### DOCUMENT TEXT:
AZURE: You invented the Quadror truss system for ­supporting everything from tables to tem­por­ary housing. What did you learn from developing the concept?
Dror Benshetrit: We learned how certain industries are open, or less open, to new ways of doing things. The structural engineering studies that inform major projects today are very slow to adapt to innovation, so we learned different ways of penetrating these markets. Rather than knocking on doors and proposing something, we introduced it to the media and let them inform the worlds of design and architecture, so that companies come to us.

AZ: How has that influenced your more consumer-­oriented work?
DB: Because Quadror started out as a chandelier and evolved into a potential structure to improve relief housing, it proved to us that projects can have much more of a relationship to one another than you may think. We are a holistic practice, and we try not to repeat ourselves. When we have designs with a similar scope to something we have done
in the past, we remind ourselves not to necessarily think about them with the same vocabulary, but in a whole different way.

AZ: What are you working on now?
DB: A lot of architecture: a building in New York, another in Miami. We’re doing a very interesting park; we have never worked on a landscape project at this scale, with a large master plan by a big architecture firm. We’re doing a chain of retail stores, a bedding collection for an Italian company, a couple of outdoor furniture pieces, a cosmetics line. At any given time, our office is working on 10 to 15 different projects in their DNA stages.

AZ: You have been successful in working with big manufacturers, such as Cappellini. How can a designer get the attention of a Giulio Cappellini or a Patrizia Moroso?

### INFORMATION PROVIDED:
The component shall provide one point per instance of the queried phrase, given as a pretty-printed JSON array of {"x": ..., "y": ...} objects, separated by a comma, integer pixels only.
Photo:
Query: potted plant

### WORK ORDER A:
In the interview with Dror Benshetrit, how many projects does his office work on at any given time?
### WORK ORDER B:
Carry the interview with Dror Benshetrit forward from its last line.
The material is separate from the interview with Dror Benshetrit.

### EXERCISE RESPONSE A:
His office works on 10 to 15 different projects in their DNA stages.

### EXERCISE RESPONSE B:
DB: These two design leaders are creative and avant-garde in their own way, so everything you do has to have the same avant-garde and creative approach. If you have this fantastic idea for a revolutionary chair for Cappellini, you have to be as creative with everything else around it. If it’s something that needs to be loud and needs to be in middle of the street in Milan during Design Week, make it loud and put it in the middle of the street in Milan. If it’s more sophisticated and clever and quiet, then find a way to do that. If we’re talking graphically, think about the places where these companies advertise, and try to make what you’re proposing to them a campaign. As we say here, a brilliant product needs a brilliant business plan.

Also, be smart about defining your ambition. As a young designer, when I moved to New York I felt the city overstimulating me in many ways; there were so many things I wanted to do. I had to define who I was and figure out my true passion.

AZ: What problems are you interested in solving through design?
DB: I’ve always been fascinated with the word “well-being.” It means different things to so many different people; even for the same person, it can have various meanings. The question of well-­being is fascinating for me, holistically. We’re pitching a hospital design now. When you’re thinking about how design in such an environment can influence people, can change their lives, improve their lives – I’m just fascinated by those possibilities, and how to approach them in unexpected ways.

Dror Benshetrit will deliver a keynote talk on Friday, January 24, 2014, at Toronto’s Interior Design Show, where he will also unveil a new kitchen design for Aya Kitchen’s Avani division.